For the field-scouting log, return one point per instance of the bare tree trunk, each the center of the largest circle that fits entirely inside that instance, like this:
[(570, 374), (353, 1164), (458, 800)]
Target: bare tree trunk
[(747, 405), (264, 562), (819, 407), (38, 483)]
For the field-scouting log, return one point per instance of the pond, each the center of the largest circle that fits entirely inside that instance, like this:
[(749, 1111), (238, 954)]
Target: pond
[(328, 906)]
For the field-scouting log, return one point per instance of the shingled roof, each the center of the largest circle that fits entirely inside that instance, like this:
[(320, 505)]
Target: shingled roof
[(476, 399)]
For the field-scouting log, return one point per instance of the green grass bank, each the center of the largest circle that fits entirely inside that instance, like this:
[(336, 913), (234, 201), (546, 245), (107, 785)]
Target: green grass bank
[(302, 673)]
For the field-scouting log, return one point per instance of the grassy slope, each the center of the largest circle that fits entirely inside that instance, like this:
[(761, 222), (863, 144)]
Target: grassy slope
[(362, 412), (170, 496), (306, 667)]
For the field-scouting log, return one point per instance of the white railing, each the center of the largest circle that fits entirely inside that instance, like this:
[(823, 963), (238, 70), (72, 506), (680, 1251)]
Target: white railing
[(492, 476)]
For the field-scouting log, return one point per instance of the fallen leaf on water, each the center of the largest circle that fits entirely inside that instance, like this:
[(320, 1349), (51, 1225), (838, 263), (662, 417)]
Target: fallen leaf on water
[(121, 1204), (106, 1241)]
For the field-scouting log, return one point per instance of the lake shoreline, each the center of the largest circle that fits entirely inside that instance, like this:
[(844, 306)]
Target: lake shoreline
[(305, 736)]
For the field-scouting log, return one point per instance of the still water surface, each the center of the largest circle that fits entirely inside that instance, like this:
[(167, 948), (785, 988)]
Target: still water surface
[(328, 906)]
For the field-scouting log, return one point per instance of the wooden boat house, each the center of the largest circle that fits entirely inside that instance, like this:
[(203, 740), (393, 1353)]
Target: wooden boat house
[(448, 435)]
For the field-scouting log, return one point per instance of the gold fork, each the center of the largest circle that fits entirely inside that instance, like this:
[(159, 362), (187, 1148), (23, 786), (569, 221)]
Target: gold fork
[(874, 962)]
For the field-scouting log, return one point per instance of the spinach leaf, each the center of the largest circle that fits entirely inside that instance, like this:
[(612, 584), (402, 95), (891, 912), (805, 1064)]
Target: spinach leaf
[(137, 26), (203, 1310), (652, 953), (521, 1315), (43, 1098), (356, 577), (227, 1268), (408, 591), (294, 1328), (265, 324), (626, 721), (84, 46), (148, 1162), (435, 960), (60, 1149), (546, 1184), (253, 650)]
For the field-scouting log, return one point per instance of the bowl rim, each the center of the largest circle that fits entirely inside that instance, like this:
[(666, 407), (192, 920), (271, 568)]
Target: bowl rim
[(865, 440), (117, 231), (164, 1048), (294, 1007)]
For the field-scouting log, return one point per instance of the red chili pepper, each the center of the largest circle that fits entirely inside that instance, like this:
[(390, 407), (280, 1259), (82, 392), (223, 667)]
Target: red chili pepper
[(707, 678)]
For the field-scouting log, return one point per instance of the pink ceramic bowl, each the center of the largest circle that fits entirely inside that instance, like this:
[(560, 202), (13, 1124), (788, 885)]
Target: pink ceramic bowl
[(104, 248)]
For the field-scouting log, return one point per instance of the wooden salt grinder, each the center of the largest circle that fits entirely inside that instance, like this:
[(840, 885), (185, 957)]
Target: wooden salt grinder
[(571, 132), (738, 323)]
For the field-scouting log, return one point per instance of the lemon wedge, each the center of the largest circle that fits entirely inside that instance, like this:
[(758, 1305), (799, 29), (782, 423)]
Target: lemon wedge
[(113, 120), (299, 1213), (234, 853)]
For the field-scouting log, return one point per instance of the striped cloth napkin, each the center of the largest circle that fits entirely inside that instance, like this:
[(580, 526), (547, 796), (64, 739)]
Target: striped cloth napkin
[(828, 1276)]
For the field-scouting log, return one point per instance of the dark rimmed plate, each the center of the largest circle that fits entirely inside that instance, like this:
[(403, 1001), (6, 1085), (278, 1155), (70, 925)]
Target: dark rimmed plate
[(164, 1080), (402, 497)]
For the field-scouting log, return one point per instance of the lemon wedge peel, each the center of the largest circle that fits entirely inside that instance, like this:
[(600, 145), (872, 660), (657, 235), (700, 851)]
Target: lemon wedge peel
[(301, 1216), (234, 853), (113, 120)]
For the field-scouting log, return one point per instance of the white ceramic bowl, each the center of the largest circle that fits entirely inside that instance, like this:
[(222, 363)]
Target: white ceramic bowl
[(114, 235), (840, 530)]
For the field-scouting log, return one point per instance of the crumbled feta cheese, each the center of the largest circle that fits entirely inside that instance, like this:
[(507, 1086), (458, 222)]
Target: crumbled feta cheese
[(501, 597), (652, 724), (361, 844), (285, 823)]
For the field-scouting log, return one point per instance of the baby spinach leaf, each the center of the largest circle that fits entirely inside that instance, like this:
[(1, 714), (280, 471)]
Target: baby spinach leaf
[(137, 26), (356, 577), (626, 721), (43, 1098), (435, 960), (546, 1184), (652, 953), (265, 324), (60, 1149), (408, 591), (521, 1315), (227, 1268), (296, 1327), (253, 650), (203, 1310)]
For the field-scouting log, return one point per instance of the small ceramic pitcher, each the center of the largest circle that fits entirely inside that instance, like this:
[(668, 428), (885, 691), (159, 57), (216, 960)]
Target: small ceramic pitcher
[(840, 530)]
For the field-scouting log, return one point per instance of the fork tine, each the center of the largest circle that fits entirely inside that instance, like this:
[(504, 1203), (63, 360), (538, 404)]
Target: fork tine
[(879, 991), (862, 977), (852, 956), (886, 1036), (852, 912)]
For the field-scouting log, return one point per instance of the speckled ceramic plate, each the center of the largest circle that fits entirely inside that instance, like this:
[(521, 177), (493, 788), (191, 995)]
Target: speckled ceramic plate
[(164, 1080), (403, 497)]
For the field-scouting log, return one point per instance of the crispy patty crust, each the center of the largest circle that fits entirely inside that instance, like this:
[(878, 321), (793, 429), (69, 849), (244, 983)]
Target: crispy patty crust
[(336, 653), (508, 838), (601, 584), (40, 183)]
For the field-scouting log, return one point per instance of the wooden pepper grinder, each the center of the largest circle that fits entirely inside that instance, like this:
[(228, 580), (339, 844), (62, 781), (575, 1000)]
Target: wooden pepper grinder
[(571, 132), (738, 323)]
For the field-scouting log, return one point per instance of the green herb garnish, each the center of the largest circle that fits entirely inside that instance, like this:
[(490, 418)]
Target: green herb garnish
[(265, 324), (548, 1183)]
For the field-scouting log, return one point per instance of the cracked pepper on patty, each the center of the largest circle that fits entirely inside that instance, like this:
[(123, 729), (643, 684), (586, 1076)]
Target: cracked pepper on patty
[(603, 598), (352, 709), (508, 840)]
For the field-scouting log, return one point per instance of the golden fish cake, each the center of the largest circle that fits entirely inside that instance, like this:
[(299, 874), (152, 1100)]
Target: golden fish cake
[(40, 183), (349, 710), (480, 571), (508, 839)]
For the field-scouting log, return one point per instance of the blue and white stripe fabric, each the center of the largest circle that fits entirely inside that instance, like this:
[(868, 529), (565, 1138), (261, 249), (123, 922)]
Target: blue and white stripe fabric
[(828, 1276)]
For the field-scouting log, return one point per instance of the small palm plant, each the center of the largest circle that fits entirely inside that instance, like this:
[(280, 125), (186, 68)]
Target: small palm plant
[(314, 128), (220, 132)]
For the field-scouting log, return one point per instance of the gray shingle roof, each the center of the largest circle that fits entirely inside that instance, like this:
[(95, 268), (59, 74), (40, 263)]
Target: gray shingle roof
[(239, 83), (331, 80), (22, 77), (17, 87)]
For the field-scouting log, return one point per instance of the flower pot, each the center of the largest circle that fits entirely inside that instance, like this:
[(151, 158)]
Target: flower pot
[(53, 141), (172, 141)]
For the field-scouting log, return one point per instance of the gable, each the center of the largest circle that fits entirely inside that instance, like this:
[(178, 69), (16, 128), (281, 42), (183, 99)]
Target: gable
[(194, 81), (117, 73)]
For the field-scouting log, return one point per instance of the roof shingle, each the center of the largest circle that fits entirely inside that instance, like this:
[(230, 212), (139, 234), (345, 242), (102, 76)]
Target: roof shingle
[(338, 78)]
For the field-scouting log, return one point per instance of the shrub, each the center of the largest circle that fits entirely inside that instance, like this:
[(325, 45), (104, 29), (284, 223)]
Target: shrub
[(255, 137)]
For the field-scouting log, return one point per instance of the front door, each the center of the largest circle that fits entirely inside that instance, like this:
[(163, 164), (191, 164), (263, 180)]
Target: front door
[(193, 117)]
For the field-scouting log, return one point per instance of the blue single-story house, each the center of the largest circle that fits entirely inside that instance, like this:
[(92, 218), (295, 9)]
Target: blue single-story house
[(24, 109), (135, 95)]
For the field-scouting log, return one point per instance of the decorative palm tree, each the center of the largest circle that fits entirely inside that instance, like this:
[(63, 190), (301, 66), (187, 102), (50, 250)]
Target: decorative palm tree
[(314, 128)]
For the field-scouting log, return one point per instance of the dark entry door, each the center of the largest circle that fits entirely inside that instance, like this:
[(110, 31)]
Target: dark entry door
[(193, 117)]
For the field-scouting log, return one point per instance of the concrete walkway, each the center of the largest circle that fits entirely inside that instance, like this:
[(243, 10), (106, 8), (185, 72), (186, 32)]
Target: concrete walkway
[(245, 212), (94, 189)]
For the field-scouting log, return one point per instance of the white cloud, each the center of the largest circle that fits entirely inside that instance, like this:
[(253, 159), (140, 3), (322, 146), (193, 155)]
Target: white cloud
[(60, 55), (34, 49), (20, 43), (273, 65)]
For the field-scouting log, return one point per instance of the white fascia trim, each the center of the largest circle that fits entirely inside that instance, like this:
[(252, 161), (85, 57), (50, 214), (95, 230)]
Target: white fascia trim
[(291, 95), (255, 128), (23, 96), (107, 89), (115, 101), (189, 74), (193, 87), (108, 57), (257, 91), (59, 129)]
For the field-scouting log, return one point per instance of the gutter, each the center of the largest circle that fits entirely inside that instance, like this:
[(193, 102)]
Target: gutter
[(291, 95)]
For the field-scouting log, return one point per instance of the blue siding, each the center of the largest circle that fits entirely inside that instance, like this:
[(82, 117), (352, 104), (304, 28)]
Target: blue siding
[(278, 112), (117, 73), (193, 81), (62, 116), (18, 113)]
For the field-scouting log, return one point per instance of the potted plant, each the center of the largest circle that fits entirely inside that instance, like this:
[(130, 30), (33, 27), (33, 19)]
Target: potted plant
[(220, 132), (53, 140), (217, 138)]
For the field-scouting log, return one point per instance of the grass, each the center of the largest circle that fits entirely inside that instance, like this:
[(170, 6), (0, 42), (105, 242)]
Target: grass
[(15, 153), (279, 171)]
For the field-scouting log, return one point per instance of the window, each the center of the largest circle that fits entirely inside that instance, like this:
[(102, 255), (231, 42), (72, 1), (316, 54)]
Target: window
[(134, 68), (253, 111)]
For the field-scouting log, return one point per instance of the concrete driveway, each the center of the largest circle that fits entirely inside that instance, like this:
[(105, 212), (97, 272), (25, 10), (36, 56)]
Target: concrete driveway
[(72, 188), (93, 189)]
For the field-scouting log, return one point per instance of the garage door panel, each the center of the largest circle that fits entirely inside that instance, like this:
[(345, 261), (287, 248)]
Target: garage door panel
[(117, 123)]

**WHAT NEEDS TO BE DONE:** Could you reproduce, character for character, the part of the records above that runs from their very first line through the line containing "[(747, 405), (264, 562), (819, 407), (38, 483)]", both ends included?

**FINISHED TASK:**
For the field-scouting log, return one point per instance of the bare tree trunk, each the center of the largest circle that fits entirely inside that instance, like this:
[(570, 374), (353, 1164), (458, 800)]
Target: bare tree trunk
[(747, 405), (264, 562), (819, 407), (38, 483)]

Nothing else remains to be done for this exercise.